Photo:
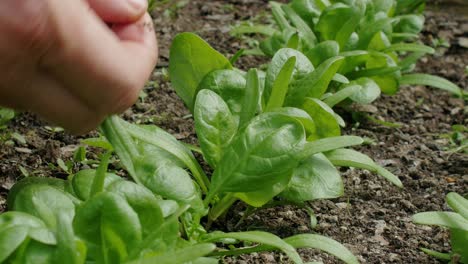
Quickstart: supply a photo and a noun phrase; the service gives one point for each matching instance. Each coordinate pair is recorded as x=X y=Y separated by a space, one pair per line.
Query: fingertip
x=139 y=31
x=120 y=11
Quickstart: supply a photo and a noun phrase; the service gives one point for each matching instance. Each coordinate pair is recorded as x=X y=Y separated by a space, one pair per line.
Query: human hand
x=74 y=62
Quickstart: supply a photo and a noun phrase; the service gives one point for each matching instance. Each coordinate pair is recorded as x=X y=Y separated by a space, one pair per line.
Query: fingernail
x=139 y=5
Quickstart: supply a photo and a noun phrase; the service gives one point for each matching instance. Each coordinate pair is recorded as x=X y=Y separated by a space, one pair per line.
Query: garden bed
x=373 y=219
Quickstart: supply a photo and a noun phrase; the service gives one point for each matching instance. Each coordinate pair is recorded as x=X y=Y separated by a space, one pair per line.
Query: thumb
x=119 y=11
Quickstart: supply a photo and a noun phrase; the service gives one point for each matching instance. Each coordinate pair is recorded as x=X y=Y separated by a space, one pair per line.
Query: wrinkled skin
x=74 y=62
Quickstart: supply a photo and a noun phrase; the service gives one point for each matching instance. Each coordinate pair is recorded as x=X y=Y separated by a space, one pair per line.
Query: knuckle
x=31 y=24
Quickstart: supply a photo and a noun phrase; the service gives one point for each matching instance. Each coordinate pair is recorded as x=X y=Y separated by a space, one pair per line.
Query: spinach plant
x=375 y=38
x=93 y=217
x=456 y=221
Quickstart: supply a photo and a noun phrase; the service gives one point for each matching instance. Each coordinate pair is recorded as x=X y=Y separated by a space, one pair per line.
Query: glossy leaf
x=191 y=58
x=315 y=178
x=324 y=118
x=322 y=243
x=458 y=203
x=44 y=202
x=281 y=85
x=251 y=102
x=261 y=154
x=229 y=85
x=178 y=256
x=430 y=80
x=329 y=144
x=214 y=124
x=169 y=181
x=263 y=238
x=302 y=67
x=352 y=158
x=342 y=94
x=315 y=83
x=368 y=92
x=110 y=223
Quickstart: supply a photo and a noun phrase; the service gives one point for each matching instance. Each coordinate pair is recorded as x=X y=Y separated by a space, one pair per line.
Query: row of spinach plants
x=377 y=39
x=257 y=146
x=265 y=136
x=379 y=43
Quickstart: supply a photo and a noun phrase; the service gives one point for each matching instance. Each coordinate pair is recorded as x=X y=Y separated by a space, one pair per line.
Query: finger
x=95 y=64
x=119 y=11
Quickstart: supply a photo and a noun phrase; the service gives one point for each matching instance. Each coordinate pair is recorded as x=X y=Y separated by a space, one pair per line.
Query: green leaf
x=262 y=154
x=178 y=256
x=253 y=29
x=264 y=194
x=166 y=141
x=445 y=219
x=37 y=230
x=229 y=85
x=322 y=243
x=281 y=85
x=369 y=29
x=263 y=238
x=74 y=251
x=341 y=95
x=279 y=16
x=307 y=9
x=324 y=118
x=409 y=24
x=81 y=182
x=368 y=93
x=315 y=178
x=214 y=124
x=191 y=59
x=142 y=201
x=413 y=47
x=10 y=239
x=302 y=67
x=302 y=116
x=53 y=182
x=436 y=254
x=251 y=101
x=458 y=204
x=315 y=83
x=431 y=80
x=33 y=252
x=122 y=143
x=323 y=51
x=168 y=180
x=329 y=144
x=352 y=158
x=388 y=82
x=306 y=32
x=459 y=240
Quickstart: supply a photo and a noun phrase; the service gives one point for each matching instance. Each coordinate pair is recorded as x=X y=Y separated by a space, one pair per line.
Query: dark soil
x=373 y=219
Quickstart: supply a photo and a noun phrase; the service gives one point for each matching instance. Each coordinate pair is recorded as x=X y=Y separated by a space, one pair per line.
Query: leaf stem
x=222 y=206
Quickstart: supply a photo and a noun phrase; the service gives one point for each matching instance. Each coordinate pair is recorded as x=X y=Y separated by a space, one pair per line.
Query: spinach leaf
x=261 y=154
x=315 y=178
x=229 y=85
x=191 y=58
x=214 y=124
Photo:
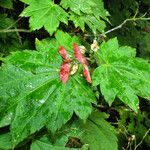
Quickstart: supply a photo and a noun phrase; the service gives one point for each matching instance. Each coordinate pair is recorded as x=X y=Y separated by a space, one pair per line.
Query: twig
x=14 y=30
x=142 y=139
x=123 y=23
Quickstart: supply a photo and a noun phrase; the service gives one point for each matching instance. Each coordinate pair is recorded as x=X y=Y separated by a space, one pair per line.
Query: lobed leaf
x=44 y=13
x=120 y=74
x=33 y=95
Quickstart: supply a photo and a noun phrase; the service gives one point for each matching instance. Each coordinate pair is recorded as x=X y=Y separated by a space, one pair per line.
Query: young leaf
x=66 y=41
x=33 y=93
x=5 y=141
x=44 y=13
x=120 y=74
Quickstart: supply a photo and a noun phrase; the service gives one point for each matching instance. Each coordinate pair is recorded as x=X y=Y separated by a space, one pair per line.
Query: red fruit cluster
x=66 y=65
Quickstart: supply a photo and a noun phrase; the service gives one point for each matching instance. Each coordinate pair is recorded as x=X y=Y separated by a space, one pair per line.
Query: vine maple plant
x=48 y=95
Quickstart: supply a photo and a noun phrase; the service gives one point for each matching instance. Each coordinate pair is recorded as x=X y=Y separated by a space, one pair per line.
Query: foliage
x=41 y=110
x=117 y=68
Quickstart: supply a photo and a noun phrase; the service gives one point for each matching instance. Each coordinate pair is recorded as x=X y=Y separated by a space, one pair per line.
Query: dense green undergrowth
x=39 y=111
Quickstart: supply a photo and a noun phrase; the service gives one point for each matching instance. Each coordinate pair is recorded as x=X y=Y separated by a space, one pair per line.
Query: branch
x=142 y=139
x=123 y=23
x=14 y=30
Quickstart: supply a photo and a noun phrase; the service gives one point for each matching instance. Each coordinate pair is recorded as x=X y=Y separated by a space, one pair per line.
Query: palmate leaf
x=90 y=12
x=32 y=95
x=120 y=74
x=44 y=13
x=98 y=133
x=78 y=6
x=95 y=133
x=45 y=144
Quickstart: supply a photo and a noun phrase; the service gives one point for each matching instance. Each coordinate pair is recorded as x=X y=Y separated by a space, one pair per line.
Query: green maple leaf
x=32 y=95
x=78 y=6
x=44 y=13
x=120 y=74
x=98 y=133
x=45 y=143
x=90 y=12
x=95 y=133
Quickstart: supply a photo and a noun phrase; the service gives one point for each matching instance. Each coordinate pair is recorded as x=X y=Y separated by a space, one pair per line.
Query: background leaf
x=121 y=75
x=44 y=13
◆ ◆ ◆
● **Work instruction**
Return the records exactly as they stand, and drop every picture.

● **Exercise result**
Photo:
Quickstart: supply a photo and a noun phrase; the service gives one point for each matching instance. Each coordinate pair is recorded as x=X y=Y separated by a space, one pair per line.
Query: fingertip
x=139 y=31
x=120 y=11
Quickstart: supply a photo and a noun phrase; the service gives one point for each matching instance. Each coordinate pair is recorded as x=X y=Y separated by a space, one pair per line.
Query: human hand
x=74 y=62
Quickstart: supply a photo and a noun phrase; the service gives one point for each matching instance. Each coordinate pair is recorded as x=X y=Y separated by a space, one pair per line.
Query: fingernail
x=139 y=5
Quickstart: supply a photo and a noun phrase; the service gives one point for each matching instance. Each coordinate pair is recorded as x=X y=Y separated by a space, one pair per line.
Query: garden bed
x=373 y=219
Quickstart: supply a photo and a noun phrase; the service gives one point for each matching instance. Each coordinate pair is recorded as x=X y=Y separated by a space, one pair per line.
Query: thumb
x=119 y=11
Quickstart: supply a photo and a noun phrase; the service gives one point for each matching instance. Each coordinate pair is recorded as x=X y=Y separated by a space, one pair per line.
Query: wrinkled skin
x=74 y=62
Quickstart: supply a photo and a noun phrase; the service gives one point for each matching instance. Each coordinate pair is recorded as x=X y=Y separated by a space, one pair per line.
Query: knuckle
x=31 y=24
Quickstart: supply a photo and a noun phrase; the service gives one point for each matching instance. Each coordinate pair is recorded as x=X y=Y separated by a space, one pair per line.
Query: spinach plant
x=375 y=38
x=93 y=217
x=456 y=221
Quickstart: supply a photo and a noun phrase; the service gives one point for each matching instance. Each coordinate pair is recorded as x=X y=Y separated by a space, one pair per line.
Query: glossy leaf
x=191 y=58
x=315 y=178
x=324 y=118
x=322 y=243
x=458 y=203
x=44 y=202
x=281 y=85
x=251 y=102
x=261 y=154
x=229 y=85
x=178 y=256
x=430 y=80
x=329 y=144
x=214 y=124
x=169 y=181
x=263 y=238
x=302 y=67
x=352 y=158
x=342 y=94
x=315 y=83
x=368 y=92
x=110 y=223
Quickstart: supply a photo and a noun phrase; the service gives one point for each matching instance. Each coordinate pair is recorded as x=X y=Y separated by a space, one pair per line.
Query: row of spinach plants
x=377 y=39
x=257 y=146
x=265 y=136
x=379 y=43
Quickstart: supply a photo and a noun phrase; the service gives one point for each matching instance. Each coordinate pair is recorded as x=X y=Y separated by a space, one pair per line.
Query: finger
x=95 y=64
x=119 y=11
Quickstart: supply a photo and a noun phrase; the service gives one point for each matching instance. Each coordinate pair is recorded as x=X y=Y separated by a space, one pair per line.
Query: green leaf
x=262 y=154
x=178 y=256
x=253 y=29
x=264 y=194
x=166 y=141
x=445 y=219
x=37 y=230
x=229 y=85
x=322 y=243
x=281 y=85
x=369 y=29
x=263 y=238
x=74 y=251
x=341 y=95
x=279 y=16
x=307 y=9
x=324 y=118
x=409 y=24
x=81 y=182
x=368 y=93
x=315 y=178
x=214 y=124
x=191 y=59
x=142 y=201
x=413 y=47
x=10 y=239
x=302 y=67
x=302 y=116
x=53 y=182
x=436 y=254
x=251 y=101
x=458 y=204
x=315 y=83
x=431 y=80
x=33 y=252
x=122 y=143
x=323 y=51
x=168 y=180
x=329 y=144
x=352 y=158
x=388 y=82
x=306 y=32
x=459 y=240
Quickstart: supply a photo and a noun phrase; the service gives one point for each matching instance. Each coordinate pair is recorded as x=X y=Y separated by a space, one pair per line.
Query: dark soil
x=373 y=219
Quickstart: supply a photo and a noun phrase; the service gives one point for each matching instance. Each coordinate pair is recorded as x=X y=Y separated by a space, one pair per line.
Query: leaf stem
x=222 y=206
Quickstart: supply a photo and a noun phrase; the service gives one point for each matching instance. Each coordinate pair is recorded as x=X y=Y separated by a space, one pair per line.
Query: spinach leaf
x=261 y=154
x=315 y=178
x=229 y=85
x=191 y=58
x=214 y=124
Photo:
Quickstart: supply a photo and a noun phrase; the service gives one point for each matching instance. Each coordinate pair is recorded as x=X y=Y separated by a space, one pair per line.
Query: twig
x=14 y=30
x=142 y=139
x=123 y=23
Quickstart: supply a photo and a noun phrase; the service gives one point for each matching instance. Each coordinate pair is recorded as x=X y=Y separated by a space, one pair per line.
Query: lobed leaf
x=44 y=13
x=120 y=74
x=33 y=95
Quickstart: supply a photo and a noun phrase; the service gives one point for each matching instance. Each coordinate pair is recorded as x=X y=Y separated by a space, one pair per line.
Query: young leaf
x=66 y=41
x=33 y=93
x=5 y=141
x=44 y=13
x=120 y=74
Quickstart: supply a photo and a noun phrase; the service gives one point for each matching instance. Each coordinate pair is recorded as x=X y=Y separated by a space, one pair per line.
Query: red fruit cluster
x=66 y=65
Quickstart: supply a photo and a noun phrase; the service gives one point for each matching instance. Each coordinate pair is recorded as x=X y=Y separated by a space, one pair per line.
Query: vine maple plant
x=48 y=95
Quickstart: supply a photo and a noun phrase; the service gives one point for each matching instance. Each coordinate pair is recorded as x=X y=Y separated by a space, one pair per line.
Query: foliage
x=41 y=110
x=117 y=68
Quickstart: supply a photo and a noun phrase; the service gives one point for each matching instance. Each coordinate pair is recorded as x=X y=Y separated by a space, one pair per line.
Query: dense green undergrowth
x=39 y=111
Quickstart: supply a photo and a noun phrase; the service gives one point for each matching instance. Each coordinate pair is recorded as x=X y=Y separated by a space, one pair per line.
Query: branch
x=142 y=139
x=123 y=23
x=14 y=30
Quickstart: supply a photo and a noun phrase; the service gives one point for each matching instance. Each coordinate pair is recorded as x=X y=Y separated by a space, one pair per line.
Query: palmate leaf
x=90 y=12
x=32 y=95
x=120 y=74
x=44 y=13
x=98 y=133
x=78 y=6
x=95 y=133
x=45 y=144
Quickstart: supply a photo and a noun phrase; the service gives one point for each matching instance. Each coordinate pair is recorded as x=X y=Y separated by a space, one pair per line.
Query: green maple leaf
x=32 y=95
x=78 y=6
x=44 y=13
x=120 y=74
x=98 y=133
x=45 y=143
x=90 y=12
x=95 y=133
Quickstart: supply a photo and a noun phrase; the service gives one point for each matching instance. Each coordinate pair is recorded as x=X y=Y separated by a space, one pair per line.
Query: background leaf
x=121 y=75
x=44 y=13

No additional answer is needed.